==== GIVEN DATA ====

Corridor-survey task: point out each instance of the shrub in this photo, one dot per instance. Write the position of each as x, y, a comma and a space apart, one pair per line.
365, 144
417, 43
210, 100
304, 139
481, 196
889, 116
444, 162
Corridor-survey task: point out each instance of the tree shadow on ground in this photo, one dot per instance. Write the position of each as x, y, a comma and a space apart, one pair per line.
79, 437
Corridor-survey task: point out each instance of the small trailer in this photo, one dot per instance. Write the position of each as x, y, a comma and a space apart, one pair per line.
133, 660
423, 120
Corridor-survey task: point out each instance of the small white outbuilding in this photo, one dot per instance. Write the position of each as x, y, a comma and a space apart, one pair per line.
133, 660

====

EXERCISE TASK :: Render every line of the records above as one numbered list, leaving out any blank lines.

RESPONSE TO THE TASK ::
1. Corridor-survey task: point out each instance of the shrub in this photo, one dot per instance. Write the position of each as x, y, a comma and a space apart, one pair per line.
2. 365, 144
3. 417, 43
4. 210, 100
5. 304, 139
6. 481, 196
7. 889, 116
8. 444, 162
9. Corridor-survey task: point out each instance of the tree shadow on ground in this photo, one dot per instance. Write the position of each as x, y, a comma and a space apart, one pair per line.
10. 79, 437
11. Corridor-survey task: point out each instance of the small trailer in this photo, one dot per instance. Write the position of each as x, y, a comma and a space apart, one pair per line.
12. 133, 660
13. 423, 120
14. Corridor-survey task: point out each instance of the small white outbuilding in this photo, one dot per instance. Write the position of each as x, y, a comma and a space apart, one pair per line.
15. 133, 660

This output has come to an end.